## [Activity]
Could the data underneath be repeated exactly, in full?

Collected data
----------
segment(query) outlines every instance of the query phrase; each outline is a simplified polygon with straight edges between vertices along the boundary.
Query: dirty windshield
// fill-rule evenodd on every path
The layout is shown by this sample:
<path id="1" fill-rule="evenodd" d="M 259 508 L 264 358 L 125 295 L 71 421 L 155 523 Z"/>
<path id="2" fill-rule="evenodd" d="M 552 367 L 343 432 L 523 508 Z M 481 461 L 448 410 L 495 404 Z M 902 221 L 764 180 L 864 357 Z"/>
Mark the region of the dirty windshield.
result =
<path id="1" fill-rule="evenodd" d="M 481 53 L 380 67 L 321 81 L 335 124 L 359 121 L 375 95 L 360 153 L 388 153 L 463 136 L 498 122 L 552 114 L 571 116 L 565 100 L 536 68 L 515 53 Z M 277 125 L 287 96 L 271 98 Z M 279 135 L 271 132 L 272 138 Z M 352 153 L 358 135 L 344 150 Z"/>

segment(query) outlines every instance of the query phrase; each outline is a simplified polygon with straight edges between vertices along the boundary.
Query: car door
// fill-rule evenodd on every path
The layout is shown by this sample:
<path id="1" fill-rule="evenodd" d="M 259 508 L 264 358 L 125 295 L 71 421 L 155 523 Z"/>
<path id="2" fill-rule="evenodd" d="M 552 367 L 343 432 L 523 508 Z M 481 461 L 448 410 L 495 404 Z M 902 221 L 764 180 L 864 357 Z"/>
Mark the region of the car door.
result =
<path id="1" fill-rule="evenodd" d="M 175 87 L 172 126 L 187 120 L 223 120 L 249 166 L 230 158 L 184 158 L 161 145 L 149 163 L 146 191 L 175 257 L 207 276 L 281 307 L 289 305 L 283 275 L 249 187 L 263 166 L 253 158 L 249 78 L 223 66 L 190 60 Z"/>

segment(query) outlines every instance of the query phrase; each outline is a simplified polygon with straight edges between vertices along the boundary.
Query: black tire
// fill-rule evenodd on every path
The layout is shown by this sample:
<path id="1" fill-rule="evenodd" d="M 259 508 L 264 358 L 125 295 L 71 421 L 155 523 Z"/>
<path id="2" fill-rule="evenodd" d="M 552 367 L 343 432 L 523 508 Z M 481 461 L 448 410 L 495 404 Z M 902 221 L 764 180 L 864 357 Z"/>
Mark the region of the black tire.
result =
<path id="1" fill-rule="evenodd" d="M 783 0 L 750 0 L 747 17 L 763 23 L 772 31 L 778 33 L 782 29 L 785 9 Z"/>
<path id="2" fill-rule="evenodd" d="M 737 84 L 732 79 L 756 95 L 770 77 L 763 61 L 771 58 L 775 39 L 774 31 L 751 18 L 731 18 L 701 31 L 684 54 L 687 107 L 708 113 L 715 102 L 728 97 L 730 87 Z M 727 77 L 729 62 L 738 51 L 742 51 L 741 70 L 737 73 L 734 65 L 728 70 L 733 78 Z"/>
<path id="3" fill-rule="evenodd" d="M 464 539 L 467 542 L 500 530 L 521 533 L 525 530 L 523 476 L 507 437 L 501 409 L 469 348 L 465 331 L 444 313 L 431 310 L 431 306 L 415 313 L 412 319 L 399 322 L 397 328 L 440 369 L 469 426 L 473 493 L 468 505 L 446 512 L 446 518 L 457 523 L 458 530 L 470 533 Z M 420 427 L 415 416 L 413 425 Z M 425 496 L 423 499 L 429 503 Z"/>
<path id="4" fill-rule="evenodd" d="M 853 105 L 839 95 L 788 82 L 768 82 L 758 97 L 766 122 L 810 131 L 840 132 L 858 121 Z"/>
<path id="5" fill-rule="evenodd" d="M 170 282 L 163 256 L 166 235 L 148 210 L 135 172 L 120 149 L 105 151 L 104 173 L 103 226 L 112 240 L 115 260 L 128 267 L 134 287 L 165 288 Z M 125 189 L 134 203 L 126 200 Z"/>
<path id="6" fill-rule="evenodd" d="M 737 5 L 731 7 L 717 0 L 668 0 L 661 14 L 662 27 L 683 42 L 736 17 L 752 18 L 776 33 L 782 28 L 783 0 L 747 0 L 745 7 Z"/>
----------
## [Result of this task]
segment(query) outlines every instance of the query phrase; each outline is a simplified polygon with straight edges between vertices along the boundary.
Query: dirty windshield
// fill-rule evenodd on every path
The layout is shown by this sample:
<path id="1" fill-rule="evenodd" d="M 259 508 L 264 358 L 125 295 L 71 421 L 155 523 Z"/>
<path id="2" fill-rule="evenodd" d="M 552 367 L 343 432 L 523 508 Z M 481 461 L 448 410 L 495 404 Z M 902 221 L 764 180 L 864 357 Z"/>
Mark the region of the dirty windshield.
result =
<path id="1" fill-rule="evenodd" d="M 481 53 L 380 67 L 321 81 L 335 124 L 359 121 L 375 95 L 360 153 L 388 153 L 463 136 L 498 122 L 552 114 L 571 116 L 565 100 L 536 68 L 515 53 Z M 277 125 L 287 96 L 271 98 Z M 279 135 L 271 132 L 272 138 Z M 352 153 L 358 135 L 344 150 Z"/>

segment(query) outlines every instance of the query phrase; each outline is a simplified polygon with straight edges between vertices along the boundary.
Query: car door
// fill-rule evenodd on every path
The layout is shown by this sample:
<path id="1" fill-rule="evenodd" d="M 259 508 L 264 358 L 125 295 L 71 421 L 155 523 Z"/>
<path id="2" fill-rule="evenodd" d="M 552 367 L 343 432 L 523 508 Z M 481 461 L 448 410 L 495 404 Z M 902 221 L 764 180 L 864 357 Z"/>
Mark the region of the car door.
result =
<path id="1" fill-rule="evenodd" d="M 175 87 L 172 126 L 187 120 L 223 120 L 249 166 L 230 158 L 184 158 L 161 145 L 149 163 L 146 191 L 175 257 L 207 276 L 281 307 L 289 305 L 283 275 L 249 187 L 263 166 L 253 158 L 249 78 L 223 66 L 190 60 Z"/>

segment(query) outlines every instance of the query phrase; each outline is a simplified polygon with straight edges between vertices along the boundary.
Query: black tire
// fill-rule evenodd on every path
The layout is shown by this sample:
<path id="1" fill-rule="evenodd" d="M 259 508 L 264 358 L 125 295 L 71 421 L 155 523 Z"/>
<path id="2" fill-rule="evenodd" d="M 552 367 L 343 432 L 523 508 Z M 481 461 L 448 410 L 495 404 Z M 902 221 L 764 180 L 864 357 Z"/>
Mark the region of the black tire.
result =
<path id="1" fill-rule="evenodd" d="M 783 0 L 750 0 L 747 17 L 763 23 L 772 31 L 778 33 L 782 29 L 785 9 Z"/>
<path id="2" fill-rule="evenodd" d="M 737 84 L 732 79 L 756 95 L 770 77 L 763 61 L 771 58 L 775 39 L 774 31 L 751 18 L 731 18 L 701 31 L 684 54 L 687 107 L 708 113 L 715 102 L 728 97 L 730 87 Z M 727 77 L 729 62 L 738 51 L 742 51 L 741 70 L 737 73 L 734 65 L 728 70 L 733 78 Z"/>
<path id="3" fill-rule="evenodd" d="M 464 539 L 467 542 L 500 530 L 521 533 L 525 530 L 523 476 L 507 437 L 501 409 L 469 348 L 465 331 L 444 313 L 431 310 L 431 306 L 415 313 L 412 319 L 399 322 L 397 328 L 440 369 L 469 426 L 473 493 L 468 505 L 446 512 L 446 518 L 457 523 L 458 530 L 470 533 Z M 420 427 L 415 416 L 413 425 Z M 425 496 L 423 499 L 429 503 Z"/>
<path id="4" fill-rule="evenodd" d="M 853 105 L 839 95 L 788 82 L 768 82 L 758 97 L 766 122 L 810 131 L 840 132 L 858 121 Z"/>
<path id="5" fill-rule="evenodd" d="M 170 282 L 163 256 L 166 235 L 148 210 L 135 172 L 120 149 L 105 151 L 104 173 L 103 226 L 112 240 L 115 260 L 128 267 L 134 287 L 165 288 Z M 125 189 L 134 203 L 126 200 Z"/>
<path id="6" fill-rule="evenodd" d="M 737 5 L 731 7 L 717 0 L 668 0 L 661 14 L 662 27 L 683 42 L 736 17 L 752 18 L 776 33 L 782 28 L 783 0 L 747 0 L 745 7 Z"/>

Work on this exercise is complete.